*Exercise description:* Pick out each line below that contains the word "green" and copy those lines out whole. Only count matches that have the same capitalization.

··· Data supplied

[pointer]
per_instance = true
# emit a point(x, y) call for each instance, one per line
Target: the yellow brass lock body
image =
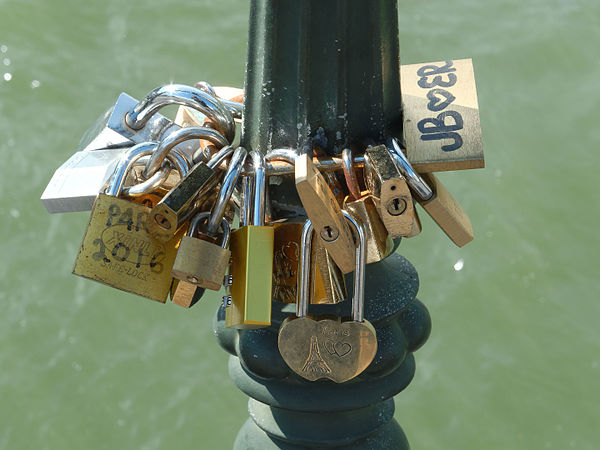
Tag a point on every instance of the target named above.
point(435, 199)
point(362, 205)
point(324, 212)
point(200, 262)
point(328, 286)
point(325, 348)
point(185, 294)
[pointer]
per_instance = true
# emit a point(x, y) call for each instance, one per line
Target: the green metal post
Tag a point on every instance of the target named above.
point(325, 73)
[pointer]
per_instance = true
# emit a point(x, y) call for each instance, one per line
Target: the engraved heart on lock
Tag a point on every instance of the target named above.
point(334, 349)
point(439, 99)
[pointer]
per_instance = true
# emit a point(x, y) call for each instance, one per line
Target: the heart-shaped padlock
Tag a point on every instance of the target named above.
point(327, 348)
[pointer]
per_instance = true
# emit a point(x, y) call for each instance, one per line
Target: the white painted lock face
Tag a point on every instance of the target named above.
point(75, 185)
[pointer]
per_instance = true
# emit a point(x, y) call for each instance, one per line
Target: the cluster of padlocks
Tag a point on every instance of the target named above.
point(178, 208)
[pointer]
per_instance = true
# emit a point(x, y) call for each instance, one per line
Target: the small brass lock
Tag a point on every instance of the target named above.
point(252, 261)
point(200, 262)
point(362, 205)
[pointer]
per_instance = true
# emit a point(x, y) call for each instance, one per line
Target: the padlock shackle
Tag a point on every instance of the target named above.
point(350, 173)
point(260, 180)
point(304, 282)
point(179, 94)
point(227, 187)
point(417, 184)
point(177, 137)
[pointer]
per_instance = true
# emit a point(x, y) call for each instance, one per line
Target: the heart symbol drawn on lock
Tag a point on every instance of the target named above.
point(312, 348)
point(439, 99)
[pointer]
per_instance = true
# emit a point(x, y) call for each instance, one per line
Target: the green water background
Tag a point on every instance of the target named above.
point(513, 360)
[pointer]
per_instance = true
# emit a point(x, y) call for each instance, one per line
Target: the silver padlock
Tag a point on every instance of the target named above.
point(130, 122)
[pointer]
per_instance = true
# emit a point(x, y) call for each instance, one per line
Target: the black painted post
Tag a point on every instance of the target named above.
point(326, 73)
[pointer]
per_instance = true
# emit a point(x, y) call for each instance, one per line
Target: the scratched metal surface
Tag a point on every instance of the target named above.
point(513, 360)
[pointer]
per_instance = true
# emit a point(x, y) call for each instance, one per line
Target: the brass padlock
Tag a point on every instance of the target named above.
point(185, 294)
point(170, 213)
point(390, 191)
point(200, 262)
point(326, 348)
point(117, 249)
point(362, 205)
point(252, 261)
point(436, 200)
point(325, 213)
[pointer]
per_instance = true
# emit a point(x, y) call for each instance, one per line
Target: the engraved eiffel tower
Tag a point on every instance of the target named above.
point(314, 362)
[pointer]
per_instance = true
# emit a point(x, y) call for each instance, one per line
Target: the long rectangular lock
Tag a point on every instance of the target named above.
point(252, 262)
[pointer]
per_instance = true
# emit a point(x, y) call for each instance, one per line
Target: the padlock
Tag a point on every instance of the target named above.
point(75, 184)
point(435, 199)
point(335, 349)
point(328, 286)
point(199, 261)
point(185, 294)
point(252, 261)
point(130, 122)
point(116, 249)
point(390, 191)
point(324, 212)
point(170, 213)
point(362, 205)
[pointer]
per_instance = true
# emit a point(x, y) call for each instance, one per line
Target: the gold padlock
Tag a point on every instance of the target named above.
point(390, 191)
point(328, 283)
point(362, 205)
point(117, 249)
point(171, 212)
point(334, 349)
point(325, 213)
point(199, 261)
point(252, 261)
point(436, 200)
point(185, 294)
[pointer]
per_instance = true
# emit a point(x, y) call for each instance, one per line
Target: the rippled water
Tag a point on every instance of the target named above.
point(513, 360)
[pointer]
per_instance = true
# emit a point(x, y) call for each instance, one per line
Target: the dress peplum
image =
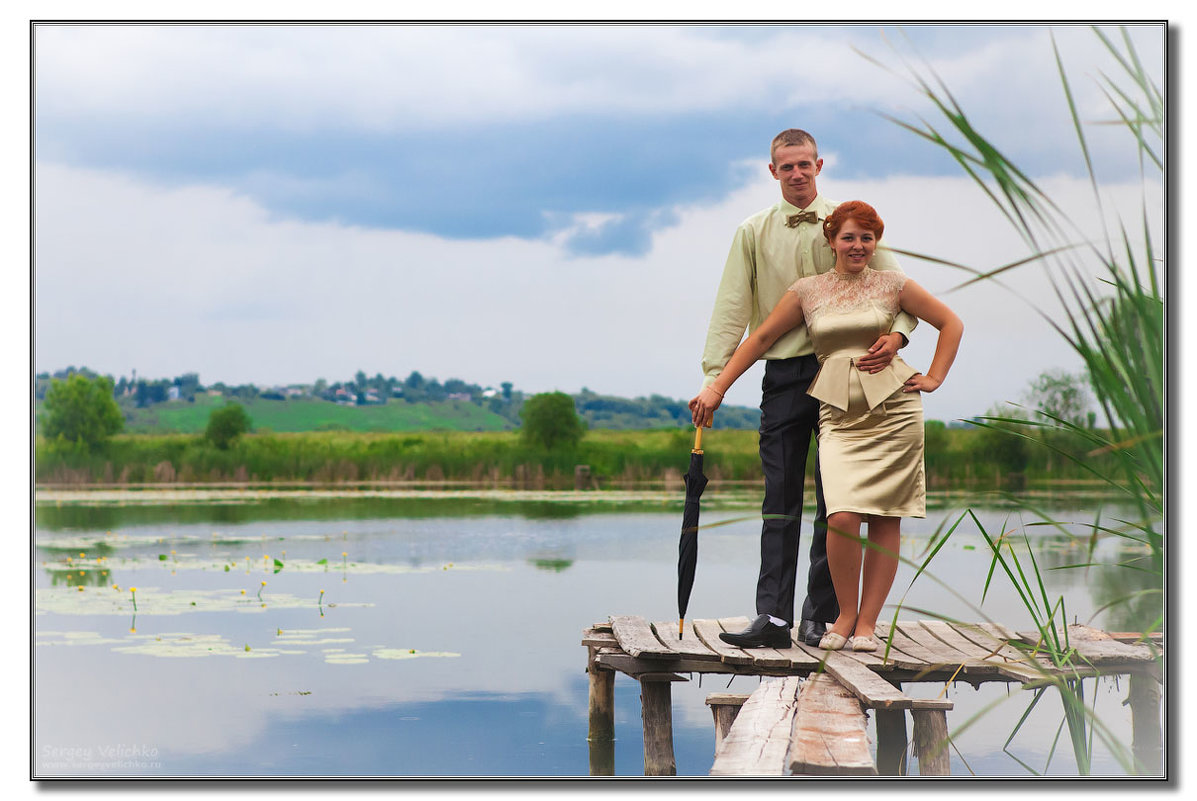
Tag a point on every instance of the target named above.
point(870, 432)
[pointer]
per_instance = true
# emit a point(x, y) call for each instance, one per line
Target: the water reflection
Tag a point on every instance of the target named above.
point(432, 644)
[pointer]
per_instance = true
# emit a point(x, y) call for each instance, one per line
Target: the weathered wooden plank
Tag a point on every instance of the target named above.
point(1100, 648)
point(1020, 663)
point(637, 639)
point(639, 668)
point(935, 661)
point(830, 734)
point(1138, 638)
point(868, 686)
point(599, 638)
point(955, 649)
point(983, 661)
point(998, 631)
point(767, 657)
point(708, 632)
point(943, 651)
point(759, 739)
point(688, 645)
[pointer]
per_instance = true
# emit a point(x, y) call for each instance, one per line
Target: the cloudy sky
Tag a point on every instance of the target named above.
point(548, 205)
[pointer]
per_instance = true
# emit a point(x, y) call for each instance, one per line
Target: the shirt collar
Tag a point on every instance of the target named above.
point(787, 207)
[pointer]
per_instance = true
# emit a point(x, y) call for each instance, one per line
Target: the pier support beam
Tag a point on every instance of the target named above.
point(656, 702)
point(601, 734)
point(931, 741)
point(724, 708)
point(1147, 738)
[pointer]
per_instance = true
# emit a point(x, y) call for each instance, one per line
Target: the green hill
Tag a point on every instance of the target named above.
point(313, 414)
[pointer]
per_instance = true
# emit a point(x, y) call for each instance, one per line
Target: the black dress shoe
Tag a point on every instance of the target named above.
point(812, 631)
point(759, 633)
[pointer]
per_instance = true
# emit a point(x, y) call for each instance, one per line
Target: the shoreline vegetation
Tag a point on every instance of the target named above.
point(605, 460)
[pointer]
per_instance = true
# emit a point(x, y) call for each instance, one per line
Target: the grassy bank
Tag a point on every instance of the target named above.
point(954, 457)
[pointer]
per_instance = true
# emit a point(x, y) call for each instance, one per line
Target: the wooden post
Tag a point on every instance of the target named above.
point(601, 735)
point(656, 711)
point(724, 708)
point(892, 741)
point(931, 741)
point(602, 701)
point(1147, 738)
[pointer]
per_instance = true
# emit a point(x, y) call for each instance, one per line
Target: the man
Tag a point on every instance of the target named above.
point(771, 250)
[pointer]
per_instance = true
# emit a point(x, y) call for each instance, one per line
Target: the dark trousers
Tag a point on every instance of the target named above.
point(788, 419)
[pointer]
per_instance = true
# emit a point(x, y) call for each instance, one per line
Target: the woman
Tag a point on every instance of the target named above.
point(870, 425)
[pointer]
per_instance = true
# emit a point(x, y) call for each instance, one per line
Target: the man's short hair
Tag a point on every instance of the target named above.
point(793, 137)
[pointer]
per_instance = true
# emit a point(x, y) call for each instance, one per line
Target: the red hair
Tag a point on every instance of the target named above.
point(854, 210)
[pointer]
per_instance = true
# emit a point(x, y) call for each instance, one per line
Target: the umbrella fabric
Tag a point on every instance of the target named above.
point(687, 546)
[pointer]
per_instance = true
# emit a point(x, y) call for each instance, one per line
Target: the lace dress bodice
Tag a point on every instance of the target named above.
point(845, 314)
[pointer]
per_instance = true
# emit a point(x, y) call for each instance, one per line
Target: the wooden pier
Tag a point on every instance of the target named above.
point(808, 716)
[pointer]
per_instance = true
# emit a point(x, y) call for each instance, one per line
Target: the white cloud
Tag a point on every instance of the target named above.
point(198, 279)
point(405, 77)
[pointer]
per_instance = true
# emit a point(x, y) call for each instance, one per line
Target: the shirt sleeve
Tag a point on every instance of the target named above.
point(733, 304)
point(885, 260)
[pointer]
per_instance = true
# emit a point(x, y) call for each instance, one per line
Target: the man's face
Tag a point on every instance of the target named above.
point(796, 167)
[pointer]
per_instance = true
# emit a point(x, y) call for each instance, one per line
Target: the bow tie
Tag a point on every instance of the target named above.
point(801, 217)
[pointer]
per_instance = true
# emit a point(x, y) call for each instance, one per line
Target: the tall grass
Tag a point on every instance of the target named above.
point(1115, 323)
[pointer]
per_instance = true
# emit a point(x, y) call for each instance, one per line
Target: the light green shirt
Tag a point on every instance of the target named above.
point(765, 260)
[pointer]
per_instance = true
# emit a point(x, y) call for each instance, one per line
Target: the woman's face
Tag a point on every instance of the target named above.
point(854, 246)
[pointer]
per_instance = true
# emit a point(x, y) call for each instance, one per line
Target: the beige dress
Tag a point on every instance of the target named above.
point(870, 432)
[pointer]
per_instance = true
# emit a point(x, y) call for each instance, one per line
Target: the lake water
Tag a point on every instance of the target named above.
point(439, 636)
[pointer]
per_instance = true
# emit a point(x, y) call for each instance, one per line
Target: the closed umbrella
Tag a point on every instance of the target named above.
point(687, 546)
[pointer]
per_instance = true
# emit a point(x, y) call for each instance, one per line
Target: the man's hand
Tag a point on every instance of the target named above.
point(921, 383)
point(881, 353)
point(702, 407)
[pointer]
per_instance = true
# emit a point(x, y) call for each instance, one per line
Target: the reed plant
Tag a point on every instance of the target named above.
point(1111, 291)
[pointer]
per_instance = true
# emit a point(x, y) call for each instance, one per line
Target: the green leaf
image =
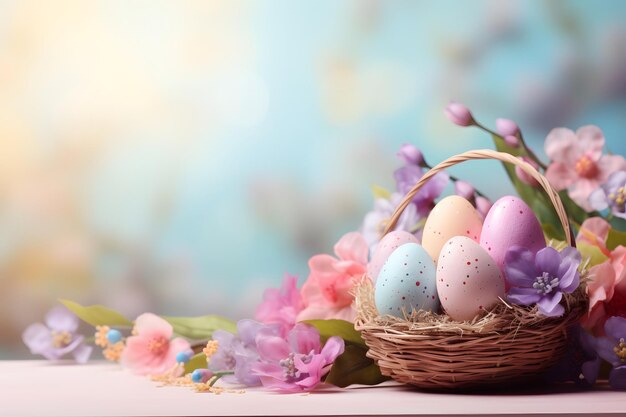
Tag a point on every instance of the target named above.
point(353, 367)
point(197, 361)
point(97, 315)
point(592, 252)
point(200, 328)
point(341, 328)
point(615, 238)
point(380, 192)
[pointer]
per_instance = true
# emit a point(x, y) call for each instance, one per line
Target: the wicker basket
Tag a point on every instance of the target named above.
point(510, 344)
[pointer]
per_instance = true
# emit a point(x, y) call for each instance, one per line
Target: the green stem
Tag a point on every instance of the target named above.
point(529, 151)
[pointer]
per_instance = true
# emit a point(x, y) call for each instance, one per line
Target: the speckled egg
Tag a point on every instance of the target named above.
point(406, 281)
point(390, 242)
point(452, 216)
point(510, 222)
point(468, 279)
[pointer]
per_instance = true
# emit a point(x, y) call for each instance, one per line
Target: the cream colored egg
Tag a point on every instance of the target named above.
point(468, 279)
point(452, 216)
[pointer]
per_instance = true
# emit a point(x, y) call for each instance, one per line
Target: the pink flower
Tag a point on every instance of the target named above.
point(577, 162)
point(607, 281)
point(298, 363)
point(281, 305)
point(150, 351)
point(326, 292)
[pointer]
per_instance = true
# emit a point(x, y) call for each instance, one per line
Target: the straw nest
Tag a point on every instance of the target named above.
point(507, 344)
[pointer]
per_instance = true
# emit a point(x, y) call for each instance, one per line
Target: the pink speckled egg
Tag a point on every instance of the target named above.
point(468, 279)
point(389, 243)
point(510, 222)
point(452, 216)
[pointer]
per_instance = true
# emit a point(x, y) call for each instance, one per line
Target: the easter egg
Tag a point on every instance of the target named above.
point(452, 216)
point(468, 279)
point(406, 281)
point(390, 242)
point(510, 222)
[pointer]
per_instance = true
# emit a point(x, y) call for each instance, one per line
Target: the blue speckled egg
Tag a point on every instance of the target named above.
point(407, 281)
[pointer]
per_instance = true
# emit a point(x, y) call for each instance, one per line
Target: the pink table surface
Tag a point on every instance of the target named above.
point(39, 388)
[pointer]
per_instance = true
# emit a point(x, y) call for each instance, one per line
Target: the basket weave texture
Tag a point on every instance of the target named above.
point(507, 344)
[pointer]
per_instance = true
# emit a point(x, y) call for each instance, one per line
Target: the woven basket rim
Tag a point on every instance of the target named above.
point(502, 317)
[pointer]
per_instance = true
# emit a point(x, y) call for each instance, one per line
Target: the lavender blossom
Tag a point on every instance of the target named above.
point(57, 337)
point(542, 278)
point(611, 195)
point(612, 349)
point(376, 220)
point(239, 353)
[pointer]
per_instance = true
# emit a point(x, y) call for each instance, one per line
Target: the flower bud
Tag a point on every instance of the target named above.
point(512, 141)
point(114, 336)
point(525, 177)
point(201, 375)
point(506, 127)
point(183, 357)
point(410, 155)
point(464, 189)
point(459, 114)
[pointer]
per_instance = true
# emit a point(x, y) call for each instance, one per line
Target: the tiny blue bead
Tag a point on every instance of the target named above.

······

*Solution for this problem:*
Target: the green metal post
Target: the green water background
Target: the green hill
Target: the light green shirt
Target: the green leaf
Target: the green stem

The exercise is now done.